**SOURCE EXTRACT**
I ask because I work in engineering and I supervise junior engineers. When I sign off on their work, I'm saying it's correct to the best of my (and their) ability. When shit breaks, they don't came after junior, they come find me. So checking the work is almost as involved as doing the work yourself sometimes.
To complement EscapedWestOfTheBigMuddy's good explanation, the reviewers are humans and have prejudice like anybody else: for instance, it has been shown for example that in some fields, the same paper gets more rejection when authored with a woman's name than with a man's name (but I don't know if that study itself met scientific standards!!!)
Muy lulz. Muy muy.
Muy lulz. Muy muy.
(It's not spam, dammit!)
According to the good doctor T, peer review just ensures that an article is suitable for publication. The article itself must provide enough information for independent researchers to reproduce your work. That is where verification happens, not in the peer review.
I'm looking for the difference in this case, and I'm not seeing it.
The question is whether the the conclusions of the IPCC's Fourth Assessment Report might be contaminated by bias.
The answer is that it cites propaganda leaflets from environmental activists.
I think it's important to remember too that this stopped being about the science a long time ago...
They were using this study to support public policy questions that have nothing to do with science. Whether human activity is leading to climate change is a scientific question...
How much of a sacrifice I'm willing to make personally in order to assuage the effects of global warming on future generations?
...That isn't a scientific question.
There are scientists who tried to make it one--and they got busted.
So the rednecks got one right. It was bound to happen eventually.
She was very delighted with this new idea, and went to her
professor. And his reply was, no, you cannot do that, because the
experiment has already been done and you would be wasting time.
Scientific verification in practice often leaves much verification to be desired. So I wonder how much verification there really is in climatology.
Careful here, students (at least doctoral students) need "new" results to get Ph.Ds, so they shouldn't replicate other work unless they're going to overthrow it or that's a step on the road to something new.
That said, in my end of the business, important results do get regularly verified. Often there are competing experiments in the first place, and in any case subsequent generations of machine are likely to repeat your measurement as a side-effect of what they're really doing.
Oops Doctor T would be Thoreau who used to post frequently in the past. I didn't mean to refer to the current person posting as "T".
Whatever happened to that thoreau guy?
I really respected him.
He gave up on us, and now only hangs out on Unqualified Offerings.
Dammit, kinnath, don't retract the statement that I'm a doctor. Send me a handsomely framed certificate, instead. It'll look better than my lowly MBA.
Thoreau is my hero. PhD Physics. He was a great poster.
You need provide much evidence to take his place.
I thought maybe you were referring to a scene from Dr. T and the Women.

**Point annotation dataset records**

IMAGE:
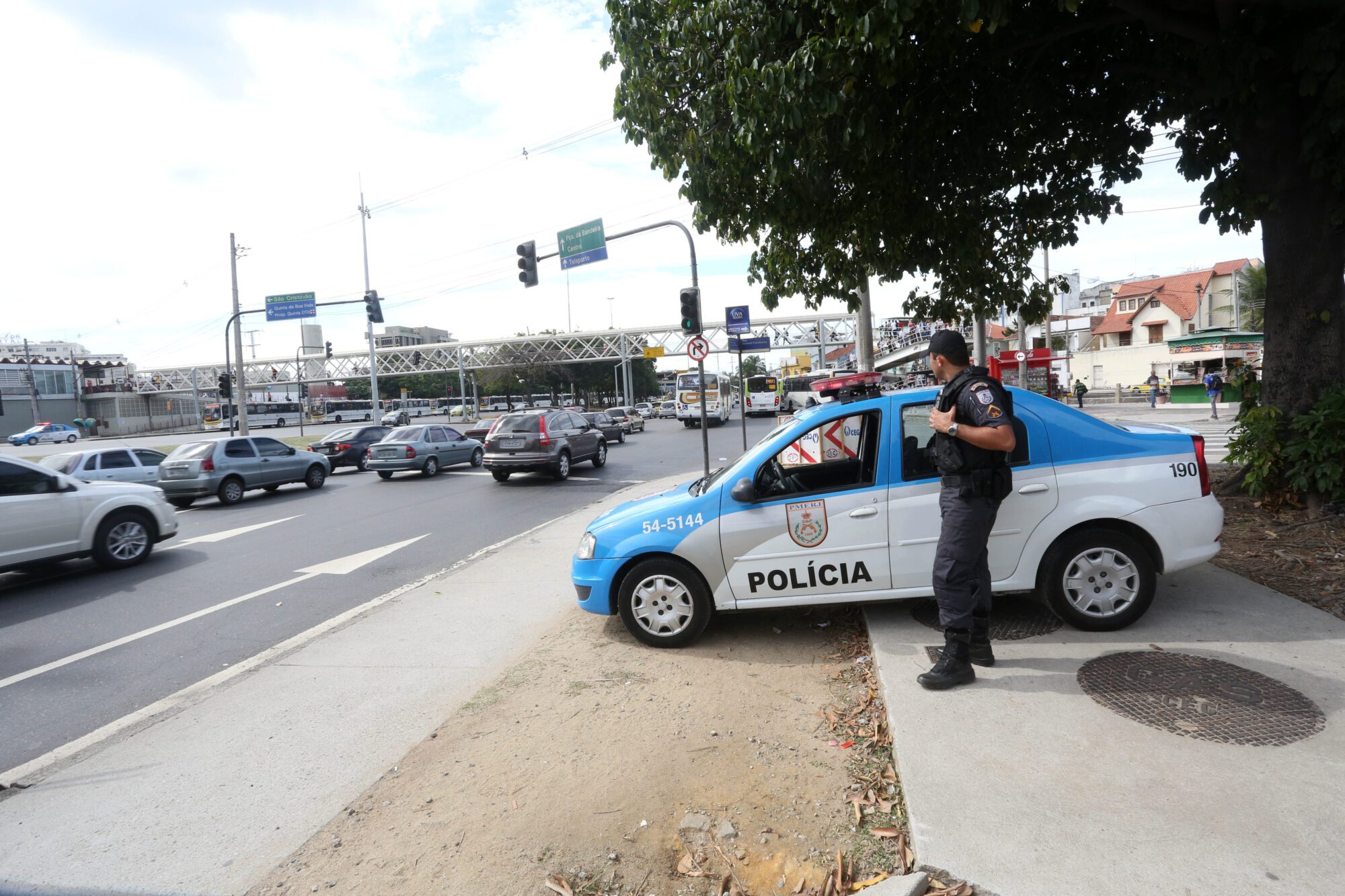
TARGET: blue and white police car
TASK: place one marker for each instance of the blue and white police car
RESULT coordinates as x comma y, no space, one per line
840,503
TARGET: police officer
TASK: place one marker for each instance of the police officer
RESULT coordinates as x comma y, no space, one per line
973,420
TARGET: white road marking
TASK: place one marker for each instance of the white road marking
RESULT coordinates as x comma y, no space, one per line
189,694
229,533
336,567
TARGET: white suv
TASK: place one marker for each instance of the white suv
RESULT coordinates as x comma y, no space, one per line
46,517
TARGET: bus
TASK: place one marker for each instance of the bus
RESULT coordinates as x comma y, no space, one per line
763,396
719,399
798,391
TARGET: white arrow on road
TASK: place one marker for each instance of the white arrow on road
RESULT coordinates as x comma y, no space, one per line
229,533
334,568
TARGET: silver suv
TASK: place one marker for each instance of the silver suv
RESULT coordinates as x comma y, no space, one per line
229,467
543,442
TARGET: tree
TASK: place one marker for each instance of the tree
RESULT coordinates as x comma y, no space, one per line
953,140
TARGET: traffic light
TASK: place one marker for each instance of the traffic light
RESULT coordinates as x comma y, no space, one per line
372,309
691,310
528,263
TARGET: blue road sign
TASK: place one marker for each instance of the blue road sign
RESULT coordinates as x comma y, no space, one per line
293,306
738,319
750,343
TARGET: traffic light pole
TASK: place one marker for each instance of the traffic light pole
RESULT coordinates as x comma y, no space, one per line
696,284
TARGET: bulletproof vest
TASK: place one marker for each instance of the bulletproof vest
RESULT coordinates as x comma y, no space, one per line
954,455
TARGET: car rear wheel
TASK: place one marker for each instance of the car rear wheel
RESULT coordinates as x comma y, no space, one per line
1100,580
123,540
563,467
231,491
664,603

**JOB 1**
List every forum participant whom the discussion on peer review names by username or nickname.
**JOB 2**
According to the discussion on peer review, why should doctoral students generally avoid replicating other researchers' work?
**JOB 3**
Continue the forum discussion on peer review from its last post.

**REPLY 1**
EscapedWestOfTheBigMuddy; Thoreau (also called Doctor T); kinnath

**REPLY 2**
Doctoral students need "new" results to earn their Ph.D.s. They should therefore replicate other work only if they intend to overthrow it or if the replication is a step toward something new.

**REPLY 3**
movie ever
The entire report was peer-reviewed, unlike lame Daily Telegraph articles. Nothing out of the ordinary has been found to have been done in this report. It is truly impressive the lengths deniers go to sound like they know what they're talking about when they're parroting cheap anti-science propaganda, though.
Note to puppeteer: Work on your ventriloquism; the voice isn't quite right.
Exactly. Less angry but more cluelessly snide.
Newspapers do this same thing when they write articles on gun statistics. They include "facts" handed them through press-releases from activist groups. 30,000 people a year killed by gun violence...sheesh.
Do we know where the statistic of 45,000 die from lack on insurance comes from?
I believe that comes from the University of East Anglia. Something about a computer model running adjusted data .
The global warming hoax deniers are dying a death of a thousand cuts.
Just as we would have it!
"Nothing out of the ordinary has been found to have been done in this report."
That's the problem. You see, lying for person gain, corruption and laziness are all quite ordinary. It turns out that "scientists" are quite ordinary and U.N. scientists are especially ordinary.
Donna the Raspberry. How Sweet.
How thorough is the usual peer review process, anyway?
Sometimes, people read the papers. If a reader thinks it's his job to find and correct material mistakes in what he reads, he's overruled and doesn't get asked to review things anymore. It's very thorough.
Joshua Corning called this the day the climate e-mails broke. The most damaging part of the e-mails was the West Anglia crew's efforts to subvert the peer review process. Basically, they got all of the academic reviews to agree that skepticism was not acceptable and then discounted any skeptical claims by saying they were not "peer reviewed". The fact that the peers refused to review them wasn't mentioned. The flip side of that was the shoddy review that went on for work that affirmed global warming.
You people don't even have a clue how preconceptual science works.
It all comes down to what you mean by "peer" review. Apparently the global warmenist climatologizers defined their peer group as other global warmenist climatologizers.
See, its all good.
LOL! Good point; in fact, you are quite right: peer-review in itself is a sociological construct. In fact, it has often been used to block progress when it came from outside the peer-group, instead of fostering progress for its own sake, as science should do.
My favorite part was the phrase "completely unlikely".
Let's see: over 12,000 peer reviewed citations, and the remaining 5,000 probably consist of primarily government reports (from such agencies as the EPA or the UN). Funny how the denalists who conducted this "audit" failed to mention this.
In the meantime, the denalists have what, a couple dozen papers that back their view...maybe?
Like I wrote earlier, it's not so much about whether the earth is warming or not, nobody has a stake in arguing one way or another. The stake lies in requiring us to spend Trillions to fix a problem we are not even sure Trillions in spending can even affect. Furthermore, a swath of that money is proposed to be transfer payments to developing countries which does absolutely nothing but enrich [insert corrupt official's name here].
So when our industrial machine becomes responsible for poor countries being thrust into misery, starvation, and even sinking into the ocean, we should just say "sorry, I really had to have this Hummer."
Or ... sorry, I have to have refridgeration, more like it.
Hummers are litle a fraction of a percent of the problem.
The real drivers of are manufacturing and air conditioning/refridgeration.
You want to get rid of those things?
These payments are supposed to be an "I'm sorry" payment to the third world then? Mitigation of the effects or perhaps reversing the effects was never the point of these payments? It was simply to relieve our guilt by enriching their dictators. Suggesting this idiocy should prevent the person who proposed it from ever managing public money as they've immediately shown themselves unworthy of competently managing resources.
And of course, the Governmental agencies issuing the reports had absolutely NO interest in the outcome.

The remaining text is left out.